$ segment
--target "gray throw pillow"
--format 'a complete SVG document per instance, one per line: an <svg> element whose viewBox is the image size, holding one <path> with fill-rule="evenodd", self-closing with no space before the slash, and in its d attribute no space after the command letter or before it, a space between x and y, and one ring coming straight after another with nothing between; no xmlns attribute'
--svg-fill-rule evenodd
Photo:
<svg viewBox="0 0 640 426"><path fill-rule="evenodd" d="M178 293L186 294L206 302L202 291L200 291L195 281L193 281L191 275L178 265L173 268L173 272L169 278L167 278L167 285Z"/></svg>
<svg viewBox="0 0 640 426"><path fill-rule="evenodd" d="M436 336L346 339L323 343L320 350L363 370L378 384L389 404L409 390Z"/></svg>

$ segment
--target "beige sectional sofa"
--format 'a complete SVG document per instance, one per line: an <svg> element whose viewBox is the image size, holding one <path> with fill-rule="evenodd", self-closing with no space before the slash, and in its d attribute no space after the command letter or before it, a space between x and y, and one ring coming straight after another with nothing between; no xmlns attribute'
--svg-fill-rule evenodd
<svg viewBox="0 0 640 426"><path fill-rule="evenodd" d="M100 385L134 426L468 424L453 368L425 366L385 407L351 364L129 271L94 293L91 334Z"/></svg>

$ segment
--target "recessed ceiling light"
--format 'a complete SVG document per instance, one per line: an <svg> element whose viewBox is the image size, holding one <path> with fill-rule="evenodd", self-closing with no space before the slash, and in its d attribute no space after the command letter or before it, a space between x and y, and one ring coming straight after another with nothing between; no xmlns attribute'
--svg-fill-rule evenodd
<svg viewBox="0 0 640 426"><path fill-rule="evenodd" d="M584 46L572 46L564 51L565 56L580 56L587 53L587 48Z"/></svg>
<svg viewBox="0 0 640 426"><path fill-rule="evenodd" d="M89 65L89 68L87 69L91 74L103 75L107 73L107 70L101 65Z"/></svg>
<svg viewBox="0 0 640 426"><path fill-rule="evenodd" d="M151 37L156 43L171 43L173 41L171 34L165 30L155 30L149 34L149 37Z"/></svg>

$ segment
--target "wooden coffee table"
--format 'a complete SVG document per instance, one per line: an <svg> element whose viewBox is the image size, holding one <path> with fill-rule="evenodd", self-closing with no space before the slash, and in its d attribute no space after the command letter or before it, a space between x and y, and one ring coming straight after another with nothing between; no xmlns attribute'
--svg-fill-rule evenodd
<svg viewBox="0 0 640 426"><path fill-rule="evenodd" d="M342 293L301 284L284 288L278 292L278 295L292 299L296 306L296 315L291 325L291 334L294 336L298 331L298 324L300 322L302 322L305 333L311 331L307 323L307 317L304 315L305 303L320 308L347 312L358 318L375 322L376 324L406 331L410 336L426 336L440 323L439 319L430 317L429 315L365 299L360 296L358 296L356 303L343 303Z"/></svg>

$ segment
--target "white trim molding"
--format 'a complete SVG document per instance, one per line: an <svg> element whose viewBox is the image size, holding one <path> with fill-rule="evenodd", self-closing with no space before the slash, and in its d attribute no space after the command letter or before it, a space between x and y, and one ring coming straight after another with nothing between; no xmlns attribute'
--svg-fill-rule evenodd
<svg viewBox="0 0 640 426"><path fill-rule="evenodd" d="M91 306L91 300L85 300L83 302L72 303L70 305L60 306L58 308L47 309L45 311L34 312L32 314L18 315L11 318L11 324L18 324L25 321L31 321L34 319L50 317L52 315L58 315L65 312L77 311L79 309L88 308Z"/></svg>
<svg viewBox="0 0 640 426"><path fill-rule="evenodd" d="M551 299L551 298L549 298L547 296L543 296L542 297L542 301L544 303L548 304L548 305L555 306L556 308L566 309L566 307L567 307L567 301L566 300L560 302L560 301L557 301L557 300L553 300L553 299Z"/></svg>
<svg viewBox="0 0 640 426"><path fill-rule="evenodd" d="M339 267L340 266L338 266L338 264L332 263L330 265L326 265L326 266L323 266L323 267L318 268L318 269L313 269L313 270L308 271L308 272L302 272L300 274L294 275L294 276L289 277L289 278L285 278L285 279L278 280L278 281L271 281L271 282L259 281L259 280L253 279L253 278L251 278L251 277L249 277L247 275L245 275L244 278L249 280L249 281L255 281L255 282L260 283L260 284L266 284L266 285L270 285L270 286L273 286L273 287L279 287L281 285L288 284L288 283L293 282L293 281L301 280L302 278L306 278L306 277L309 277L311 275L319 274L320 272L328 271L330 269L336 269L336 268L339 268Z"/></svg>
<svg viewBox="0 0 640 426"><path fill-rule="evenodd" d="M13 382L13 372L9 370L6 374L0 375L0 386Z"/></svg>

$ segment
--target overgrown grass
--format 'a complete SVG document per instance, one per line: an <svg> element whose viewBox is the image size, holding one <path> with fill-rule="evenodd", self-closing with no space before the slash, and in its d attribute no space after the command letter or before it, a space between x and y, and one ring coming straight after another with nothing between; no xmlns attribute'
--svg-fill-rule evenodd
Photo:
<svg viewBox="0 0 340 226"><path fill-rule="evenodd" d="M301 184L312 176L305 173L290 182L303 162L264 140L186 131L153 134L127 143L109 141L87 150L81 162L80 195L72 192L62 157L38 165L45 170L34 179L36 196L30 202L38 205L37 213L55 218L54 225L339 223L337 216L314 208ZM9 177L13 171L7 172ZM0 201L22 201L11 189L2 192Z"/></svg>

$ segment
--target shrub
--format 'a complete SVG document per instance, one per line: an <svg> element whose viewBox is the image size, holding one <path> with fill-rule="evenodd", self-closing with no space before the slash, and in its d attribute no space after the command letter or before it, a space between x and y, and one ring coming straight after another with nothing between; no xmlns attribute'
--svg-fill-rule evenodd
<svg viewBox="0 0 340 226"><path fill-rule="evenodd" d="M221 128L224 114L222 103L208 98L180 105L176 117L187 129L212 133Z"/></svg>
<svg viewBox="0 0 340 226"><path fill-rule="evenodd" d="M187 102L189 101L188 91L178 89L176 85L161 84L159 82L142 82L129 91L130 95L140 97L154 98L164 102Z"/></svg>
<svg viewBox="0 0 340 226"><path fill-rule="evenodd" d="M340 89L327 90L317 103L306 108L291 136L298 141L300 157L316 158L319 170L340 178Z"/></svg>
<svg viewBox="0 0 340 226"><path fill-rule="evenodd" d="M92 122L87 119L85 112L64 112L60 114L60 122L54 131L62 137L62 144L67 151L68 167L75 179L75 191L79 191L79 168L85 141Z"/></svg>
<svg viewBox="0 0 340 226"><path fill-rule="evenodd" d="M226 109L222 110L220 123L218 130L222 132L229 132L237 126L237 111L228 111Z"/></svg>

EXERCISE PROMPT: Copy the stretch from the start of the items through the line containing "293L186 294L206 302L202", switching "gray" to "blue" and keeping everything else the same.

RESPONSE:
$ segment
--target "blue throw pillow"
--format 'a complete SVG document per instance, one per line: an <svg> element whose viewBox is the image size, holding one <path> with fill-rule="evenodd", self-closing with no space before the slash, and in its d attribute no space after the command letter or before it, a space between x and y, and one ring coming straight after another with nothing between; no xmlns attribute'
--svg-fill-rule evenodd
Photo:
<svg viewBox="0 0 640 426"><path fill-rule="evenodd" d="M178 293L186 294L206 302L202 291L200 291L195 281L193 281L191 275L178 265L173 268L173 272L169 278L167 278L167 285Z"/></svg>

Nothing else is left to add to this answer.